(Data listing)
══════════

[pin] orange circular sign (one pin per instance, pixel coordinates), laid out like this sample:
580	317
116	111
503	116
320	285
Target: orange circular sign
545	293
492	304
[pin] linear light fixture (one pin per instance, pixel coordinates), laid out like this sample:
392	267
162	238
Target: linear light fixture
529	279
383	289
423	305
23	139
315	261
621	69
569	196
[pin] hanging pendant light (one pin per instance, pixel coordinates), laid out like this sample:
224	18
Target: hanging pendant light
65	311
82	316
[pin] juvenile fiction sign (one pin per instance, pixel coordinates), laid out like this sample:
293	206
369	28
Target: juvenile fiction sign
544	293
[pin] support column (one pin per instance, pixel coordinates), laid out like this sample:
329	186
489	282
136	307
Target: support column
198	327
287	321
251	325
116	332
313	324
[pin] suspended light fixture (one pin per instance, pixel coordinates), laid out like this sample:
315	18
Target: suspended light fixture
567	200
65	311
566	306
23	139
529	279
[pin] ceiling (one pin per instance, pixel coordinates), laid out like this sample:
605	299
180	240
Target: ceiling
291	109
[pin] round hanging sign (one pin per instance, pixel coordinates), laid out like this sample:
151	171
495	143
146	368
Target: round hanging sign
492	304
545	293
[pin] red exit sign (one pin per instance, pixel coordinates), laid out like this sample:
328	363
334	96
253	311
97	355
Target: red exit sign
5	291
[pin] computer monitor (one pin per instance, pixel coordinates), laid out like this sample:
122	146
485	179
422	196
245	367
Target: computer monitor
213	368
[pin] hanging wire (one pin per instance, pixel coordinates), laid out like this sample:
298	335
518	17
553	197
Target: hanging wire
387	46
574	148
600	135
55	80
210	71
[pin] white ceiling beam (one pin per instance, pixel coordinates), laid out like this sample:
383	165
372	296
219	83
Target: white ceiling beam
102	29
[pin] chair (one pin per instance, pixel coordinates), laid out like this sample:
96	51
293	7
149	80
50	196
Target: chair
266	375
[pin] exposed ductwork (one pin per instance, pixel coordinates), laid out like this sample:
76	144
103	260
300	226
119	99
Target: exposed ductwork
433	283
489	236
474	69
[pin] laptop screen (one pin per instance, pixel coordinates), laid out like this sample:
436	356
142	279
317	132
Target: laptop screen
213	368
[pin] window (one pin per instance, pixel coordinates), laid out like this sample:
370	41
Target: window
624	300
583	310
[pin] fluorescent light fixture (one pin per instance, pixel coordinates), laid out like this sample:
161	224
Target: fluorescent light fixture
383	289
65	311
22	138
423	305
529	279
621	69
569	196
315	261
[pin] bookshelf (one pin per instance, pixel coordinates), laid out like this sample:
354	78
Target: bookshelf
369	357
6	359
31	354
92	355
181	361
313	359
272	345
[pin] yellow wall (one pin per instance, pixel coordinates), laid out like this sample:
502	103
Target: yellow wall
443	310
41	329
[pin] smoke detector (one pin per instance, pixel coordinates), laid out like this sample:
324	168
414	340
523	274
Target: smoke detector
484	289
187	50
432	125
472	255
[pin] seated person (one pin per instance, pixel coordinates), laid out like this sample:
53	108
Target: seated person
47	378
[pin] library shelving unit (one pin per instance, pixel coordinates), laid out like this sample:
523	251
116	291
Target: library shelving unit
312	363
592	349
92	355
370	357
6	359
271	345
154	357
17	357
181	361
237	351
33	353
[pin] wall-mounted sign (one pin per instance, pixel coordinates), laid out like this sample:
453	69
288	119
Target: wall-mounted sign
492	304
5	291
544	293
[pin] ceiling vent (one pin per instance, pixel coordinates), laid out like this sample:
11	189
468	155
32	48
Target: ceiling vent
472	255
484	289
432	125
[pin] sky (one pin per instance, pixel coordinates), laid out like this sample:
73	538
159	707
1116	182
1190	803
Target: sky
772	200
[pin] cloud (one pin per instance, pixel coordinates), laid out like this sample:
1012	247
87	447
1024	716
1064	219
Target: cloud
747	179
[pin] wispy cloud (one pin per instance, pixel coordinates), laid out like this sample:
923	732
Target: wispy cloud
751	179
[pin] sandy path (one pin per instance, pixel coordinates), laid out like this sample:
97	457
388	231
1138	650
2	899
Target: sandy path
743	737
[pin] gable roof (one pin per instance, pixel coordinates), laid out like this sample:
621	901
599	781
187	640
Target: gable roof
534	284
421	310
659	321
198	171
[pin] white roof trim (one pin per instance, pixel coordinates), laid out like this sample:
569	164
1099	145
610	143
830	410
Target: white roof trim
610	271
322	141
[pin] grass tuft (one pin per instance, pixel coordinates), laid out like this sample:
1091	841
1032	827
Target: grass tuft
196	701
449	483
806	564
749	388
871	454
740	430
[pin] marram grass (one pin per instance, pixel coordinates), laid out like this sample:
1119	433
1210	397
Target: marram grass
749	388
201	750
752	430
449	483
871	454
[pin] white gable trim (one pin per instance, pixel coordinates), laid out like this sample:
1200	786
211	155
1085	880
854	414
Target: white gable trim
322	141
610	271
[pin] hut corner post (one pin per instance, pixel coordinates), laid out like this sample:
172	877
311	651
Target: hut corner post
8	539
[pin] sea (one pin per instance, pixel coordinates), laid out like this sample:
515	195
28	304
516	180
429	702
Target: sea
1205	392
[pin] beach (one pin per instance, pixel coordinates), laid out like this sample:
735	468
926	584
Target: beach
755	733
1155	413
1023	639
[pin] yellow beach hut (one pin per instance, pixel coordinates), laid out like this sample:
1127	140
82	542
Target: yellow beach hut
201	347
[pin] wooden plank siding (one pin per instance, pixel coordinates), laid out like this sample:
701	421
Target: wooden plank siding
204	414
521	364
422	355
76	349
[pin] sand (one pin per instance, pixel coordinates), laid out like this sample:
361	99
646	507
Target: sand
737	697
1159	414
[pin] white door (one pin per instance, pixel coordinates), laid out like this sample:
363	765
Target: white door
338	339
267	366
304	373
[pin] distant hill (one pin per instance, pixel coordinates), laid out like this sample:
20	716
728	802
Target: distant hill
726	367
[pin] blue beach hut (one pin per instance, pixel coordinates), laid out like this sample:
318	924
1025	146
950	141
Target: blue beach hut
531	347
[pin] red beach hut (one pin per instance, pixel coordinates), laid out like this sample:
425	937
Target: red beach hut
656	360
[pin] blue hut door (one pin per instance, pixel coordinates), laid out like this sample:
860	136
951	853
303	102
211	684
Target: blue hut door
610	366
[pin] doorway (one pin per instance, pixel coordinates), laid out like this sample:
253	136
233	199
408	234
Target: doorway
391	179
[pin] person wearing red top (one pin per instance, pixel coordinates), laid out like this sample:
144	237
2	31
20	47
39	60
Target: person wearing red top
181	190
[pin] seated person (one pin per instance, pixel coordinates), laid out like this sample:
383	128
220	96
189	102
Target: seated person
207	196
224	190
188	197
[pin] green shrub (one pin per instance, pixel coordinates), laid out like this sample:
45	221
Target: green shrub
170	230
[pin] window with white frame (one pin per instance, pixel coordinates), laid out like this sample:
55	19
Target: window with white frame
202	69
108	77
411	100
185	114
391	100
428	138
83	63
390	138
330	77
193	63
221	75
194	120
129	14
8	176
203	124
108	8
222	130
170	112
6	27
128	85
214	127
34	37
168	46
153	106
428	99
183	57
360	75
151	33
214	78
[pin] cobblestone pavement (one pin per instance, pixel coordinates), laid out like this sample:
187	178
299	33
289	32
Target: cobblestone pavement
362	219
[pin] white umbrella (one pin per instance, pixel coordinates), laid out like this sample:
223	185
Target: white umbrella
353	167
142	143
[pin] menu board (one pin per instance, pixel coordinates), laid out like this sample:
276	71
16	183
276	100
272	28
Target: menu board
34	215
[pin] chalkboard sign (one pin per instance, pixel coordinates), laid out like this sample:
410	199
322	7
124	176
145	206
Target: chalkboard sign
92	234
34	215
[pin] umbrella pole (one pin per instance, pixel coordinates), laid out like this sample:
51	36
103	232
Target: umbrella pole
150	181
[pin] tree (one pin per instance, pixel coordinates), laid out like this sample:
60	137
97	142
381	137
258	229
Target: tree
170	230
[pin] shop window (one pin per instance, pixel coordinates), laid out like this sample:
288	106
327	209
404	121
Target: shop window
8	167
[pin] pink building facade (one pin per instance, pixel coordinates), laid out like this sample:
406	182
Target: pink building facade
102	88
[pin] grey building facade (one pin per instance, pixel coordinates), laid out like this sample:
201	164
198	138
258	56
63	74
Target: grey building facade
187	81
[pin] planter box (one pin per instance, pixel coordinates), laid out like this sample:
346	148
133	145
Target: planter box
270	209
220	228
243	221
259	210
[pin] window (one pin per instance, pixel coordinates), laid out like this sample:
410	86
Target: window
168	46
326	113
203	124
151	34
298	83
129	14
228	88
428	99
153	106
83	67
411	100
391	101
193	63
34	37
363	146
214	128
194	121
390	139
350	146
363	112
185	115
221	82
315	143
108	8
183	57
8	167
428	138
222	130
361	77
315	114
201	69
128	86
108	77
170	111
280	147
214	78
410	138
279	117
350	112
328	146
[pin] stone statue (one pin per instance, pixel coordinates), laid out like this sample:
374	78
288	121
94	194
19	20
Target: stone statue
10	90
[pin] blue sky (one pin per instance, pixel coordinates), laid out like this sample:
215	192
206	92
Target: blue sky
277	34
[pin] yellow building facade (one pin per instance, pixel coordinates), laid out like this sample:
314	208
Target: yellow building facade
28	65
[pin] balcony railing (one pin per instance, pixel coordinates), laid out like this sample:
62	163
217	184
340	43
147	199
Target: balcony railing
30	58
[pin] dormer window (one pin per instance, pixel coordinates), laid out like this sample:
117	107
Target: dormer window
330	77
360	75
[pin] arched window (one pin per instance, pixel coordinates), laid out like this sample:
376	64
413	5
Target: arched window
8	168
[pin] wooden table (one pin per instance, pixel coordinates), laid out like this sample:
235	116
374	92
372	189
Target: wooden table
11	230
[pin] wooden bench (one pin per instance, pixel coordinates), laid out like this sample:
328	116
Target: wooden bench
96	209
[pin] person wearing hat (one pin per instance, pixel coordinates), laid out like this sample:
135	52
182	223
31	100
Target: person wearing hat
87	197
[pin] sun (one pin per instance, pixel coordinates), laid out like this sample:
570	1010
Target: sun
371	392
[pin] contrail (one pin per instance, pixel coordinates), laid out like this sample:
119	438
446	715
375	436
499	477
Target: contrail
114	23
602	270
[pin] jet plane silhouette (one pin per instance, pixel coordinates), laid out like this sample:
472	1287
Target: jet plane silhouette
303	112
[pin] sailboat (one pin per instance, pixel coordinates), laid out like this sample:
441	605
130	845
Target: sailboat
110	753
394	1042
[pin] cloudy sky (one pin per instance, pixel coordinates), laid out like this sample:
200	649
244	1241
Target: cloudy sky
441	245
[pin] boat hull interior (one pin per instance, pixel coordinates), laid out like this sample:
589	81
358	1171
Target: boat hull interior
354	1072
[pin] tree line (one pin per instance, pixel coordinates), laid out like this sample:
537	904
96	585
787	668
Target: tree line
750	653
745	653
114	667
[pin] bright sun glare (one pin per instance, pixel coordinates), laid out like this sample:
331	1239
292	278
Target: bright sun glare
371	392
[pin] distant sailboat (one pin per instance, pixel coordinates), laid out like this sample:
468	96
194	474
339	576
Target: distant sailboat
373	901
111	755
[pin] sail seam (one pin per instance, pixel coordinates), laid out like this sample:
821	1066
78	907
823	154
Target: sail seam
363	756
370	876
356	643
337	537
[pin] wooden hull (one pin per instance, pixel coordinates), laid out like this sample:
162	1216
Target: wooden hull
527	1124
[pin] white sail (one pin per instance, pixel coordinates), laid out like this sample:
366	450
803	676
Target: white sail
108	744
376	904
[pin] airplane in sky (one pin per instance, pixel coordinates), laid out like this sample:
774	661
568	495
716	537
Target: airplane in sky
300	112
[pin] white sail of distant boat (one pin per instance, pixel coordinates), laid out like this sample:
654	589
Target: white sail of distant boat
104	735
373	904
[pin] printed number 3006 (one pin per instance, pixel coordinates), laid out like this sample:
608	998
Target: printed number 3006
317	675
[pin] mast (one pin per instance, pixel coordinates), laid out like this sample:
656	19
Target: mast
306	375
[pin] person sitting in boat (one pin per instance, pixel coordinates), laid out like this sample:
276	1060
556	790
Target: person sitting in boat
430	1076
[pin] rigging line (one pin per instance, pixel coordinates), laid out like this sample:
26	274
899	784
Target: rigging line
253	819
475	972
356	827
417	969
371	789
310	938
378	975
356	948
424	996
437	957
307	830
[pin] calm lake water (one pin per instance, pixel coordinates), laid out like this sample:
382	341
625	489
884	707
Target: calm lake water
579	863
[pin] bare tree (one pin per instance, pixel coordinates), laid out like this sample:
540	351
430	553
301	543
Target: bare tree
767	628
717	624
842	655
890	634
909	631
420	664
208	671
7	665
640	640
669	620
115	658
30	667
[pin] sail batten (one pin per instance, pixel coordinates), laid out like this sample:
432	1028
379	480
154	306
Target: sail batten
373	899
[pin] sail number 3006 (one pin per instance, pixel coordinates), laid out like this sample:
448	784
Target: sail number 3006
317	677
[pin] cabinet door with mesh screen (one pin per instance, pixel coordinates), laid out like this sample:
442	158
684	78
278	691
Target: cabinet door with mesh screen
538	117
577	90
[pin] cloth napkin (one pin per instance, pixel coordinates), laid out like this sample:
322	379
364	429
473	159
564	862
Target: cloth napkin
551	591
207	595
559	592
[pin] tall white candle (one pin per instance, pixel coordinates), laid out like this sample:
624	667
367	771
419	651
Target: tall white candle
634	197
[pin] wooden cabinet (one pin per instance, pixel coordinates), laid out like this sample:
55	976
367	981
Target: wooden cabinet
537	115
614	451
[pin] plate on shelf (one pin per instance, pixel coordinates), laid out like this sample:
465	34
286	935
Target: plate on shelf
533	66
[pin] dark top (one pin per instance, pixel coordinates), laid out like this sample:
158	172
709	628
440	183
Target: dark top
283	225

══════════

• DIRECTIVE: Take the line in which "[pin] cloth napkin" occurs and each subsequent line through the end; give these lines again without alteration.

• RESULT FOR THIS EXERCISE:
[pin] cloth napkin (one pin per instance, pixel coordinates), laid out like this sample:
322	379
364	429
473	159
564	862
Target: cloth napkin
551	591
207	595
559	592
[pin] tall white candle (one pin per instance, pixel coordinates), laid out like this sample:
624	667
367	771
419	651
Target: tall white candle
634	197
[pin] wooden cabinet (one pin per instance, pixel coordinates), laid out like this sample:
55	976
367	981
Target: wooden cabinet
537	115
614	451
[pin] plate on shelf (one pin per instance, pixel coordinates), laid out like this sample:
465	34
286	935
Target: plate on shelf
533	66
[pin] dark top (one pin per instance, pixel coordinates), laid out like this sample:
158	172
709	628
440	183
Target: dark top
283	225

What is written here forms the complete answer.